◆ **Directions for this task**
Narrow the data below down to the lines containing "basket".

◆ **The data**
▼

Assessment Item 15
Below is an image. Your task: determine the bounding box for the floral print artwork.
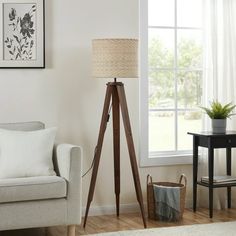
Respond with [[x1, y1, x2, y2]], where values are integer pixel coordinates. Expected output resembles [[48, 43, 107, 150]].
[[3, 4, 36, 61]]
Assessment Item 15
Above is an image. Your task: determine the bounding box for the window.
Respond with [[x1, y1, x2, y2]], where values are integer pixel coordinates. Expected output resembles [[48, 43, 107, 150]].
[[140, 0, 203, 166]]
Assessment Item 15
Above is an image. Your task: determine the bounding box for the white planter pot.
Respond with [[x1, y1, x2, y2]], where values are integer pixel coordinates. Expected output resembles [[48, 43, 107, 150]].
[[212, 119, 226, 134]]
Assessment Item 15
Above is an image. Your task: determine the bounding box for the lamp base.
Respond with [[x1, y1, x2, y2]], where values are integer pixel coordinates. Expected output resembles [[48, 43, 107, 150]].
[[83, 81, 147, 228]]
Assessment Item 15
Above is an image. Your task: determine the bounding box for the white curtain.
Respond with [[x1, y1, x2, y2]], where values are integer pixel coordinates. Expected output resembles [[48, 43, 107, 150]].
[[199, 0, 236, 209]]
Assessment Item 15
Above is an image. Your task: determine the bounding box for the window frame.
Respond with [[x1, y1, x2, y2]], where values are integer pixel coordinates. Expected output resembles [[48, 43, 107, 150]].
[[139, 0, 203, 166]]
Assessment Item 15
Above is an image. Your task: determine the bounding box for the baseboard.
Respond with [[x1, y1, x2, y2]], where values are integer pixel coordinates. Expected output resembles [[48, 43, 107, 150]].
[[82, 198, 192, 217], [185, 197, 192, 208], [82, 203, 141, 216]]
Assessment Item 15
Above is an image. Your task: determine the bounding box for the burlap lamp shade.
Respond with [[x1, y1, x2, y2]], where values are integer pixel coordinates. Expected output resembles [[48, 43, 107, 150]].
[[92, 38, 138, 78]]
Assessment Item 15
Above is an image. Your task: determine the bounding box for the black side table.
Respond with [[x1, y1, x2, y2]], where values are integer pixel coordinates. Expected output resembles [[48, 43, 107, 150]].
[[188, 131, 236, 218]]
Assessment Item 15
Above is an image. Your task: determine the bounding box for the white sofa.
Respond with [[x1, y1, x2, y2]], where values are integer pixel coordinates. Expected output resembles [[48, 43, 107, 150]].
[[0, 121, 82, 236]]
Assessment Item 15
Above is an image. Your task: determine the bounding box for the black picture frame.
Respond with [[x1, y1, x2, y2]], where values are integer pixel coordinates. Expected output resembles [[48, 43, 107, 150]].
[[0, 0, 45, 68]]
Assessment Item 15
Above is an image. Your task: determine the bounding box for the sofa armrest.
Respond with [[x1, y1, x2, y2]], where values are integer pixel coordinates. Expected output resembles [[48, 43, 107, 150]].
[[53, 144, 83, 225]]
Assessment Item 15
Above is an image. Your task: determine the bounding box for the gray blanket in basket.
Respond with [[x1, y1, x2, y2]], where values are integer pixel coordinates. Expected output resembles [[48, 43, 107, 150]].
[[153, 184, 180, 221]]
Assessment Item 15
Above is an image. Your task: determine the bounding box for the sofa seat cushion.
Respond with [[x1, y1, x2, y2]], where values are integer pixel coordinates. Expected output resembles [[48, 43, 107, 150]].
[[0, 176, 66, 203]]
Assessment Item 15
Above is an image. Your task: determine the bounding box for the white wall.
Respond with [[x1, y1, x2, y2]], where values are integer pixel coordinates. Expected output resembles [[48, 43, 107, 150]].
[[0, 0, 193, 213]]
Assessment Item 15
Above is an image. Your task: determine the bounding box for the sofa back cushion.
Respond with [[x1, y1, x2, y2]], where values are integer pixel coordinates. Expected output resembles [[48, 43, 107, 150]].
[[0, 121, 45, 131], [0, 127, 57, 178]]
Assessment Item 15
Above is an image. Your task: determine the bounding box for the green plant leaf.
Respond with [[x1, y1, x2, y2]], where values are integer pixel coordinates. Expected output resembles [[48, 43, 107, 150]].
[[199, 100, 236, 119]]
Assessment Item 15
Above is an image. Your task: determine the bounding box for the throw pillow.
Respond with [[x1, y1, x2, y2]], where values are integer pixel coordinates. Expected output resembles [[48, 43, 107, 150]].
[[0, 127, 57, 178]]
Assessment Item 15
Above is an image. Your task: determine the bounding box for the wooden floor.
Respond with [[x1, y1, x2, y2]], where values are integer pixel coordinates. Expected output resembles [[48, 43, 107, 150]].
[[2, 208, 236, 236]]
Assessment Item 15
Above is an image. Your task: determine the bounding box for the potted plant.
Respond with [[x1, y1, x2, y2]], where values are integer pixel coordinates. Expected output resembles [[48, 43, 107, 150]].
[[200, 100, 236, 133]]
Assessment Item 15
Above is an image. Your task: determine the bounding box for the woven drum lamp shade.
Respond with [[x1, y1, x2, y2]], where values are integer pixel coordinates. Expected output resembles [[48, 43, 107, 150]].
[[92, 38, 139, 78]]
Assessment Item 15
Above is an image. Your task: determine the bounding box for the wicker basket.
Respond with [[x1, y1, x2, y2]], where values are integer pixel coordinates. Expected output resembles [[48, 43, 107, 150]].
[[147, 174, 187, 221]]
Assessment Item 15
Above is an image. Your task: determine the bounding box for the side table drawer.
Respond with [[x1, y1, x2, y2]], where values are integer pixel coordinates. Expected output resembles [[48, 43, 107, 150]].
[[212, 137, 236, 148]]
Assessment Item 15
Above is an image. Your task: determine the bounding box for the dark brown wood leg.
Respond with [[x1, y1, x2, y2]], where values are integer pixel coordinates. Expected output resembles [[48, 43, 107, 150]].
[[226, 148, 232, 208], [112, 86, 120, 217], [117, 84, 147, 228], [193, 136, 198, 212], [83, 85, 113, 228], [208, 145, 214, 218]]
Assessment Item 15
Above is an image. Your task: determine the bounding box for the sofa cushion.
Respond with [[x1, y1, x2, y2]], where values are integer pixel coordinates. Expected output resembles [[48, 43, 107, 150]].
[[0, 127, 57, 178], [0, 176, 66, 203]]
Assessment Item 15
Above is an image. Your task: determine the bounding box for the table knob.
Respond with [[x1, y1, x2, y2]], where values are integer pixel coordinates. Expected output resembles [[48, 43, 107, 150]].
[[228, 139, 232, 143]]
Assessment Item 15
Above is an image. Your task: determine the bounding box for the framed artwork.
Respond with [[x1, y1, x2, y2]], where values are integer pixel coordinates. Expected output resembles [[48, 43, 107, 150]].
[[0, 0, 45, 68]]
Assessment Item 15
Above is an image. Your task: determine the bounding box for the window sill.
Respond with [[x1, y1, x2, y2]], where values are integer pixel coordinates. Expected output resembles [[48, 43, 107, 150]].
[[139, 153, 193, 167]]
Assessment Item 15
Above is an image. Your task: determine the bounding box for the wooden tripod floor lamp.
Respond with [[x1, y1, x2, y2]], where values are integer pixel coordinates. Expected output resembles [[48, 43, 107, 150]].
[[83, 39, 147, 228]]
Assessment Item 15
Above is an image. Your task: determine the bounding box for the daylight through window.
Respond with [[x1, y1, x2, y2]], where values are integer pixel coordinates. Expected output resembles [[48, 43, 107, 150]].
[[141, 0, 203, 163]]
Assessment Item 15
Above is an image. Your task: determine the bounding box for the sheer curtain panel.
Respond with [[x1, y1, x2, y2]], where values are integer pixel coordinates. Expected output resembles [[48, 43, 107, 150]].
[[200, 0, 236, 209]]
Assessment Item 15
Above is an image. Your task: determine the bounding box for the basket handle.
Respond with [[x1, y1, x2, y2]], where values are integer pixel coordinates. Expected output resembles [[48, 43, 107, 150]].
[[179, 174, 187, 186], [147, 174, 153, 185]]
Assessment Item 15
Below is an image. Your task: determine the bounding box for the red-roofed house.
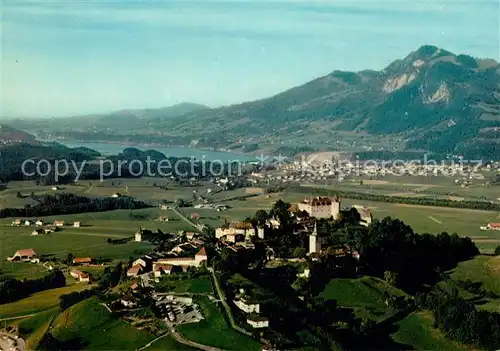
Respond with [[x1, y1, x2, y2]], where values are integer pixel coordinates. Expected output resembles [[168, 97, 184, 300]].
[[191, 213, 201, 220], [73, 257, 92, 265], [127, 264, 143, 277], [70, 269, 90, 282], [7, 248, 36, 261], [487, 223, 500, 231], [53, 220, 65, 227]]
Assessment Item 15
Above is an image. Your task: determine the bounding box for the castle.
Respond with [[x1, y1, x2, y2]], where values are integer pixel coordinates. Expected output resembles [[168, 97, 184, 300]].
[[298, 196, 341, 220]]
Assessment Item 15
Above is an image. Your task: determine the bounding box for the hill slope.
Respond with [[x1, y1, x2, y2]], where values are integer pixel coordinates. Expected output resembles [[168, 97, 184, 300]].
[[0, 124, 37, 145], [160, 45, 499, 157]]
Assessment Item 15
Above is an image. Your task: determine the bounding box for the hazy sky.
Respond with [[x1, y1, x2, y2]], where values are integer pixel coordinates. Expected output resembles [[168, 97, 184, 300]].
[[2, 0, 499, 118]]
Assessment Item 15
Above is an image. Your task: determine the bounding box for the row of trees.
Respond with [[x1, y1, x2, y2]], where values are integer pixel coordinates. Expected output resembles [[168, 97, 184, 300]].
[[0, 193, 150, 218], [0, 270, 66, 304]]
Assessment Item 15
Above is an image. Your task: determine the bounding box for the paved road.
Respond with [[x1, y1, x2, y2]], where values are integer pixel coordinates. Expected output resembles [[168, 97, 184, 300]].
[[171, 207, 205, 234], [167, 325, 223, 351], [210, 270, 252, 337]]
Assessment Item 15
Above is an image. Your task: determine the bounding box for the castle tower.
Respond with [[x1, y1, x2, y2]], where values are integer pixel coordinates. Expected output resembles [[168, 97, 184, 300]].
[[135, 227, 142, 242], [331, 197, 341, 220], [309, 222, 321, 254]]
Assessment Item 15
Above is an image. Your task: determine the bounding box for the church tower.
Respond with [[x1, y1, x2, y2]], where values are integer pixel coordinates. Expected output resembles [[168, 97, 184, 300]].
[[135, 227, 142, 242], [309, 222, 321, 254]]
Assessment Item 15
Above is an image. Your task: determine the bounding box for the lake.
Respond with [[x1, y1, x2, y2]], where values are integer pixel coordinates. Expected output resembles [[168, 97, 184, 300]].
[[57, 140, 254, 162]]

▲
▼

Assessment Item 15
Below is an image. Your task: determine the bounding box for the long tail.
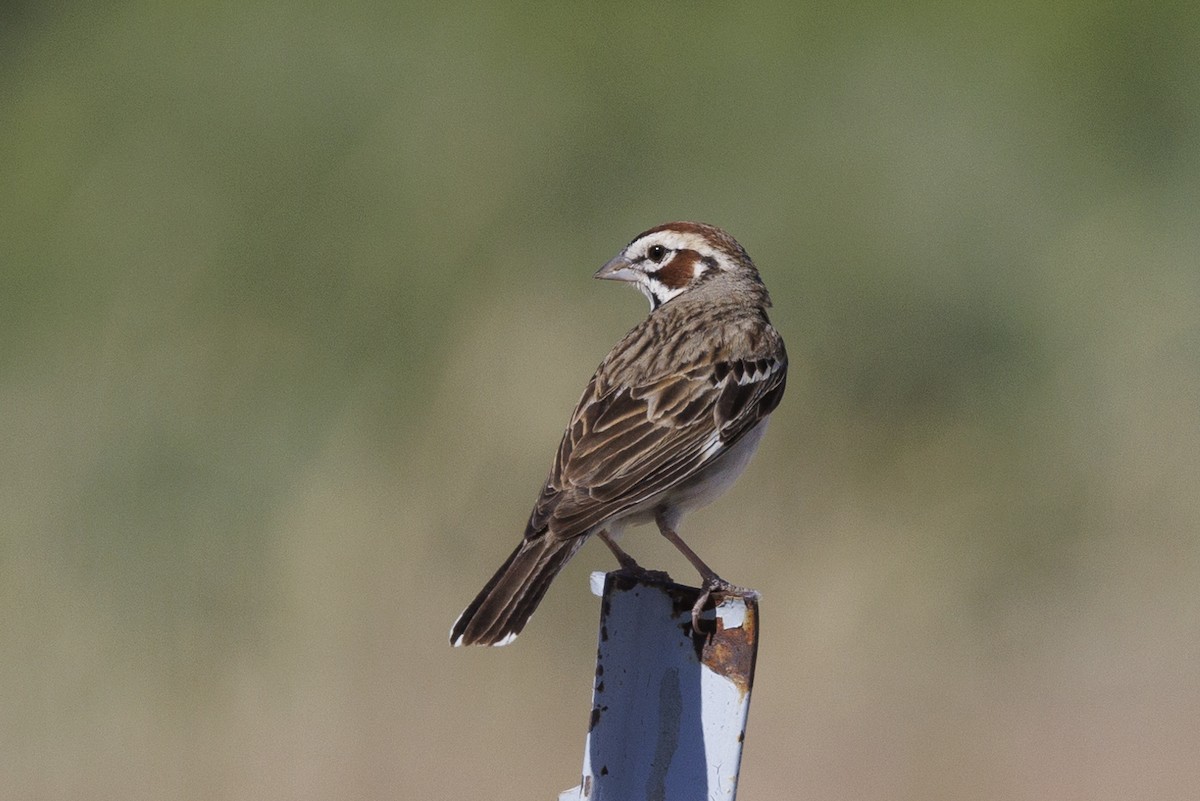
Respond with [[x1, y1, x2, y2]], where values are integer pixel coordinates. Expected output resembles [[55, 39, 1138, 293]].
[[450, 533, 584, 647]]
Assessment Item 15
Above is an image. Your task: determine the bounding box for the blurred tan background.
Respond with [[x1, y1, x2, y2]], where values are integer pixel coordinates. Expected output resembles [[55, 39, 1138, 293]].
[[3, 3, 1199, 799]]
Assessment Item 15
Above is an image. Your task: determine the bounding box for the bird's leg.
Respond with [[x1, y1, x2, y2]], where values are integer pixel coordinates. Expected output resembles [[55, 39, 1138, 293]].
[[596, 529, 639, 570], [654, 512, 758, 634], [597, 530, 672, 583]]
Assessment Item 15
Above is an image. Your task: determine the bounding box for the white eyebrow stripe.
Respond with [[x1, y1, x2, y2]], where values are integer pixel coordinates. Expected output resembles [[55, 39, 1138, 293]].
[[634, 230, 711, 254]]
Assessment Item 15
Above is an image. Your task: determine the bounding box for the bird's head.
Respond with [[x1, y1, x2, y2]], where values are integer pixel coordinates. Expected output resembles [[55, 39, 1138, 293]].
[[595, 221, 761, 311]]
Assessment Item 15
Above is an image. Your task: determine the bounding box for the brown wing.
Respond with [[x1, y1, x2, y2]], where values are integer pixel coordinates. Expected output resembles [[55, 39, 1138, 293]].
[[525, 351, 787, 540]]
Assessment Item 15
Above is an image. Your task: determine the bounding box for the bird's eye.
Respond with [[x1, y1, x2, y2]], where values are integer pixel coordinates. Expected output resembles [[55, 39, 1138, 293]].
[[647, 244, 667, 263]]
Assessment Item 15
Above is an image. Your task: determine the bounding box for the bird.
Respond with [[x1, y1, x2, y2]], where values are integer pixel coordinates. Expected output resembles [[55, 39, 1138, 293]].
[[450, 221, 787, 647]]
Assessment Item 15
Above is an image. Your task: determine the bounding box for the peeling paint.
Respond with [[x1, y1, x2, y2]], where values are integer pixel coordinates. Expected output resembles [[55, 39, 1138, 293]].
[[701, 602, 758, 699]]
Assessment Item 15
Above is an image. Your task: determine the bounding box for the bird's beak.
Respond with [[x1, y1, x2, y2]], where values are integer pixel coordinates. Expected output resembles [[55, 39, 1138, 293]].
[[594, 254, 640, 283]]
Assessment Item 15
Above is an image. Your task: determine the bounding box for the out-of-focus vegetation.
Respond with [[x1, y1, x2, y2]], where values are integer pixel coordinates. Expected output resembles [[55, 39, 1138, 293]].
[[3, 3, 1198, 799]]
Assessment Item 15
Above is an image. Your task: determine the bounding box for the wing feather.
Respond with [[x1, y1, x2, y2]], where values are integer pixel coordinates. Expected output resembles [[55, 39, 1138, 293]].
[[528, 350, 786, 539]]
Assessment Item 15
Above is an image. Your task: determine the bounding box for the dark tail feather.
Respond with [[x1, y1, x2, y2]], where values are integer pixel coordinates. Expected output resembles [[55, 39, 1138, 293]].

▲
▼

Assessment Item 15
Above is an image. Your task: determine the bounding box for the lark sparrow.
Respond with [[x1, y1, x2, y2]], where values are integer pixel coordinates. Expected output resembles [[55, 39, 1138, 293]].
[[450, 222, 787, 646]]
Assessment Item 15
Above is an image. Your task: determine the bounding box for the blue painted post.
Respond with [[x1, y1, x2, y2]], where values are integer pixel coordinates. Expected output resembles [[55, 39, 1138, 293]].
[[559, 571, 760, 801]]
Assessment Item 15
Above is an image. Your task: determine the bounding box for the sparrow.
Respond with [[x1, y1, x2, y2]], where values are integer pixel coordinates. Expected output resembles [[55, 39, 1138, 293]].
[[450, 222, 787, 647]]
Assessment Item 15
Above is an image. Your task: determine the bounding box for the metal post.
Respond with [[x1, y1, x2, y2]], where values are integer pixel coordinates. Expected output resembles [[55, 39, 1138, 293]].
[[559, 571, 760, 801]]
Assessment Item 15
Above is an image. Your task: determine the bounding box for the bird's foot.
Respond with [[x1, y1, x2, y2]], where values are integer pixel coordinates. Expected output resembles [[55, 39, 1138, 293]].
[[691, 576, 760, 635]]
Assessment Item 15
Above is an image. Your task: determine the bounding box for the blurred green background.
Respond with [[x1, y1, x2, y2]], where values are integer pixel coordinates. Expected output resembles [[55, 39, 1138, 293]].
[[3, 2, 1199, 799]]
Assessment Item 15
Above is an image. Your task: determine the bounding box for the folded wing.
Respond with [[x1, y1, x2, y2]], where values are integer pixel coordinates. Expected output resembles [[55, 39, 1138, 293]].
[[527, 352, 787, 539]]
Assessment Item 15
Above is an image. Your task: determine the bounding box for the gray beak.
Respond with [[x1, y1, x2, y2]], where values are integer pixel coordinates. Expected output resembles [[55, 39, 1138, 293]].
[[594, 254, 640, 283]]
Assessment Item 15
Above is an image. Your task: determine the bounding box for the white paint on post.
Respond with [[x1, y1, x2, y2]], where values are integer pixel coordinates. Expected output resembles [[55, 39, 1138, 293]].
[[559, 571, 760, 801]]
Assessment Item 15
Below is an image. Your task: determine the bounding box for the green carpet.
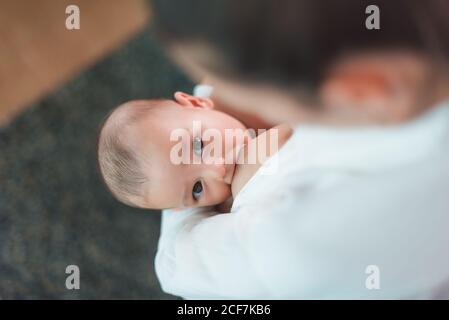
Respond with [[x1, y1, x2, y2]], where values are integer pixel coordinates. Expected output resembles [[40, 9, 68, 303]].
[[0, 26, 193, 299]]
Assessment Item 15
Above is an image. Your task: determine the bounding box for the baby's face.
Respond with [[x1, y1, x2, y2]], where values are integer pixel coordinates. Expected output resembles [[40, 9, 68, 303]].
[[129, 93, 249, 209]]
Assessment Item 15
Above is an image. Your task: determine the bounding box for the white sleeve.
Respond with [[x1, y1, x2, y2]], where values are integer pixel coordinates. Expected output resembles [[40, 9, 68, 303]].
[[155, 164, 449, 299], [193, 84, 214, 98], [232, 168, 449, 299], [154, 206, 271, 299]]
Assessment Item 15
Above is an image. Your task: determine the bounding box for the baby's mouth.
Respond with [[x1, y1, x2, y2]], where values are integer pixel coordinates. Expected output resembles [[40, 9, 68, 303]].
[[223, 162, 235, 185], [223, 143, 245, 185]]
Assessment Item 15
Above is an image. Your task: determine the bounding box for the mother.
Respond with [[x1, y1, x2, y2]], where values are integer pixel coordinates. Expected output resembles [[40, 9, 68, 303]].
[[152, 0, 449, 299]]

▲

◆ **Problem solution**
Above is an image. Your task: determine the bounding box for the gray blanket in basket.
Above is an image. Your task: determine the bounding box for the wicker basket.
Above is an image. Your task: determine the bounding box for the basket handle.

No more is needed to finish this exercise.